# Task brief:
Begin at the line containing "Query: street lamp post" in the data below and go on through the line containing "Query: carriage driver", repeating each line exactly; include both ends and no other line.
-- Opening Marker --
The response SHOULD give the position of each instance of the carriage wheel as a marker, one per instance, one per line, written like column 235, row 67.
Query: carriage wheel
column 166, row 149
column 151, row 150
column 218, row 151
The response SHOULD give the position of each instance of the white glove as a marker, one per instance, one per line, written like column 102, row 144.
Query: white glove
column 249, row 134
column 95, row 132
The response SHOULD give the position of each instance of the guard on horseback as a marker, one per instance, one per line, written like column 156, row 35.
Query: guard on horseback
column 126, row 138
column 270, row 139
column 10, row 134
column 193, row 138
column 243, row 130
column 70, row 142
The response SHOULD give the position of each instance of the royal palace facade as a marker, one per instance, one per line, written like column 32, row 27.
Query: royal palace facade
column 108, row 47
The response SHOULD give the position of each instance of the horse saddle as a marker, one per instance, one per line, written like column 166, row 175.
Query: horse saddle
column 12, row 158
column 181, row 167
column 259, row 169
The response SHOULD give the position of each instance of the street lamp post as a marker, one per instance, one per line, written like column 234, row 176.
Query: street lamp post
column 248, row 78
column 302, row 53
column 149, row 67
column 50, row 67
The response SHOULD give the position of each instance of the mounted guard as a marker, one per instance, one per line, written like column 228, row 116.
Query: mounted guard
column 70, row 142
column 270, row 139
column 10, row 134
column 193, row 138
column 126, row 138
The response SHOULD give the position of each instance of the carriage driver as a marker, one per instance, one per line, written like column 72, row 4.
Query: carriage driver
-- Closing Marker --
-- Opening Marker --
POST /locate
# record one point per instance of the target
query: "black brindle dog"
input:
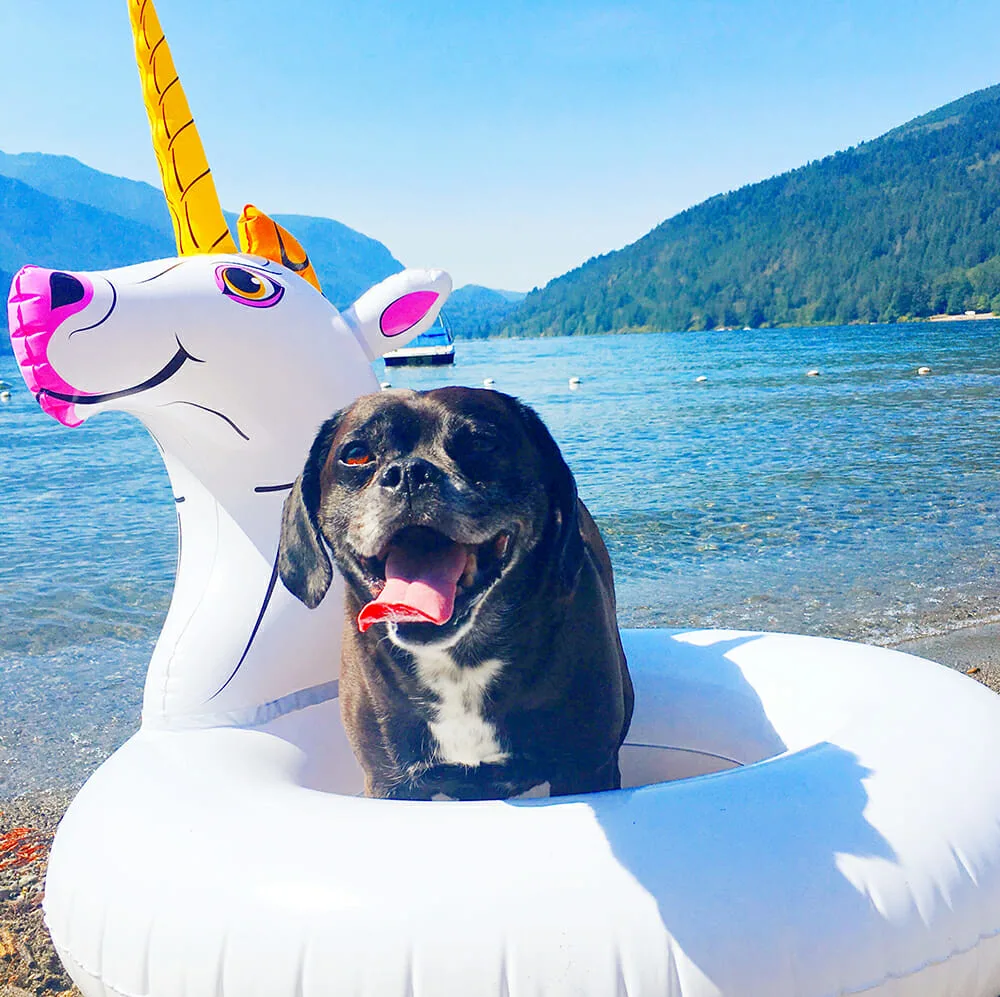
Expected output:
-- Closing Marker --
-- Opening Marker --
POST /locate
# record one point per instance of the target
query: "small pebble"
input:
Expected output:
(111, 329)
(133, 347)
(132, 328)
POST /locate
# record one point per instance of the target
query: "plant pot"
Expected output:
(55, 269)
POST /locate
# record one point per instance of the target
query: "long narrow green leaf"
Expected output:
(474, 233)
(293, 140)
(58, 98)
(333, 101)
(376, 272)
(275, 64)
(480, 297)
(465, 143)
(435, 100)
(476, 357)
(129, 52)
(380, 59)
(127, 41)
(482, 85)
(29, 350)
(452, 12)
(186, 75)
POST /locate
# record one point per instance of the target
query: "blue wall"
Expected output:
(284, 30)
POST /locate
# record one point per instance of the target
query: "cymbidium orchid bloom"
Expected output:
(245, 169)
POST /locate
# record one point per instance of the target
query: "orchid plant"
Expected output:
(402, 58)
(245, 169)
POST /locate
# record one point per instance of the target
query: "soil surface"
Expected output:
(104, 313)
-- Closing Marker --
# Reply to the task:
Query: street lamp post
column 248, row 78
column 302, row 53
column 149, row 67
column 50, row 67
The response SHOULD give the position of each instance of the mounted guard as a marker, one per instance, one per line, written like column 228, row 116.
Query: mounted guard
column 70, row 142
column 270, row 139
column 10, row 134
column 193, row 138
column 126, row 138
The response SHOULD give the position of each instance of the carriage driver as a marker, one per instance, one per line, written like column 72, row 4.
Query: carriage driver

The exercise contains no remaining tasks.